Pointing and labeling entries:
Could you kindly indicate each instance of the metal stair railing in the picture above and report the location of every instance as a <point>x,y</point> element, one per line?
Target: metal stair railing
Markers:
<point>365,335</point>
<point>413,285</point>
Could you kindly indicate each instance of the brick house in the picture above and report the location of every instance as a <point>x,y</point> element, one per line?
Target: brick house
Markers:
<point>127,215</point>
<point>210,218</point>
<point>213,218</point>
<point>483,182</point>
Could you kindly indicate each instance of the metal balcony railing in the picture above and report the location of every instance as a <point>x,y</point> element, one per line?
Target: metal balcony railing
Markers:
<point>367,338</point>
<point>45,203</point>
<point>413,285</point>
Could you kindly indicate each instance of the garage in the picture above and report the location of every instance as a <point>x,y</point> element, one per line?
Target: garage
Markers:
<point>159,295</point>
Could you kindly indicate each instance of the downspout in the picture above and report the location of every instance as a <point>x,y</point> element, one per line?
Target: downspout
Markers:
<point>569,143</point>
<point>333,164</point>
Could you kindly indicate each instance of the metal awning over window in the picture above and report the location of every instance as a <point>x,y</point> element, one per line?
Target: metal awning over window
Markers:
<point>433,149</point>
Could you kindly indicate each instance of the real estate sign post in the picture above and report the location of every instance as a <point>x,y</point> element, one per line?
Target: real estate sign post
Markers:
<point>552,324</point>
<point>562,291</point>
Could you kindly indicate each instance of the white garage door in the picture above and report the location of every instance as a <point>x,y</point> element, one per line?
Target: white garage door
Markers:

• What is required:
Please rewrite the stretch from the line containing "Could you kindly indicate each instance of the metal balcony" through the end of the entries, changing "Markers" to "Locations" everywhere it occurs and leaving everything else as it is.

• Answer to this exercise:
Could you kindly indicate each instance of the metal balcony railing in the picture above and report the location of every instance as a <point>x,y</point> element, one per line?
Target: metal balcony railing
Locations:
<point>367,338</point>
<point>45,203</point>
<point>413,285</point>
Could you kindly indicate each instance of the garage in the picture above and report the location of every instance as a <point>x,y</point> element, one per line?
Target: garage
Locations:
<point>159,295</point>
Could you kindly indicate each instance of the downspout in the picture above and report the location of every instance as a <point>x,y</point> element, one per line?
Target: downspout
Locations:
<point>569,143</point>
<point>333,164</point>
Could you kindly indicate each instance of the metal awning over window in the picture above and report the location of every instance as a <point>x,y</point> element, one per line?
Target: metal awning over window
Locations:
<point>433,149</point>
Could you kindly indicate each instance of the real estate sign post in the picture above and report the location of every instance as a <point>x,y</point> element, one per line?
Target: real estate sign post
Locations:
<point>552,324</point>
<point>562,291</point>
Could you kindly indicate each instance of the white garage door in the picture above and report the location of every instance as a <point>x,y</point> element, one per line?
Target: white garage door
Locations:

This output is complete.